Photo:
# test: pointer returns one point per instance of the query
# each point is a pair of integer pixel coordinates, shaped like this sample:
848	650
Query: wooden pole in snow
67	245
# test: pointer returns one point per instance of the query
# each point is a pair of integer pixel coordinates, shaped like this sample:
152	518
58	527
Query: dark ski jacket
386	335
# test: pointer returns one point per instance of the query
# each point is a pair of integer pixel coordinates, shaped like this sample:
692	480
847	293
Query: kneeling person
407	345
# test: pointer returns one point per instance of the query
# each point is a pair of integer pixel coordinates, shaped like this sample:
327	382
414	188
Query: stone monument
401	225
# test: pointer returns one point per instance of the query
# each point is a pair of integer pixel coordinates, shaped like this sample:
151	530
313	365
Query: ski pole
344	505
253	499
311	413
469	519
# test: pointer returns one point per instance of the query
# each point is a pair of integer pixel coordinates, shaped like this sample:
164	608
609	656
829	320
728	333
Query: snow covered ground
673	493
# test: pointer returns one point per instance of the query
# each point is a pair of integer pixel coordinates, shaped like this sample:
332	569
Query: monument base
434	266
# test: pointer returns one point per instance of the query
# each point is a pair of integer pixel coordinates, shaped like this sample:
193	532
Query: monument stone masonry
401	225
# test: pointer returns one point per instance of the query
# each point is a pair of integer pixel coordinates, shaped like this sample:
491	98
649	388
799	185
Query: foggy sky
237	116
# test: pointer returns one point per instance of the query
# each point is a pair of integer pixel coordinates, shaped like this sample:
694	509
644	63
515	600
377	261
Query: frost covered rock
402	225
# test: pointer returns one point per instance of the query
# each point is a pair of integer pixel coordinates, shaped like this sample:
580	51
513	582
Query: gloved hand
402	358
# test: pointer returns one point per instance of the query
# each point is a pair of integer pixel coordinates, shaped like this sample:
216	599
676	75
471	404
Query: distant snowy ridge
^^^^
- EXERCISE DESCRIPTION: Output all of the material exactly as written.

- FULL ANSWER:
Photo:
# test: pointer returns one point per instance of the query
# each point is a pair of integer pixel coordinates, shaped like this sample:
848	650
Query: wooden pole in snow
67	245
# test: pointer returns one point per instance of the query
# each point is a pair of integer pixel coordinates, shaped like this sample:
152	518
58	527
Query: dark ski jacket
386	335
# test: pointer returns one point per instance of the query
# each point is a pair of integer pixel coordinates, shaped like this sample:
692	480
847	293
Query: kneeling person
407	345
# test: pointer returns one point per instance of the query
# each point is a pair of integer pixel coordinates, shaped like this sample:
327	382
414	188
Query: stone monument
401	225
# test: pointer returns one point per instance of the query
# each point is a pair of integer pixel coordinates, shaped like this sample:
151	530
313	365
Query: ski pole
344	505
253	499
311	413
469	519
# test: pointer returns one point per instance of the query
# each point is a pair of integer pixel coordinates, shaped like this sample:
164	608
609	656
829	320
728	333
Query: snow covered ground
673	493
# test: pointer returns one point per instance of the query
# each point is a pair of integer pixel coordinates, shaped like this sample:
332	569
Query: monument base
434	266
# test: pointer returns one point per instance of the query
# each point is a pair of integer pixel coordinates, shaped like this sample:
193	532
Query: monument stone masonry
401	225
# test: pointer returns one point per instance of the query
# each point is a pair of integer pixel coordinates, shaped like this sample:
491	98
649	388
799	185
Query: foggy sky
237	116
# test: pointer returns one point per instance of the query
# each point is a pair of integer pixel coordinates, shaped like this sample:
694	509
644	63
515	600
377	261
Query: frost covered rock
402	225
# test: pointer returns one point per instance of the query
# each point is a pair of integer pixel coordinates, shaped like this sample:
580	51
513	582
Query: gloved hand
402	358
# test: pointer returns one point per instance of the query
# each point is a pair of integer pixel coordinates, shaped like this sample:
216	599
676	75
471	404
Query: distant snowy ridge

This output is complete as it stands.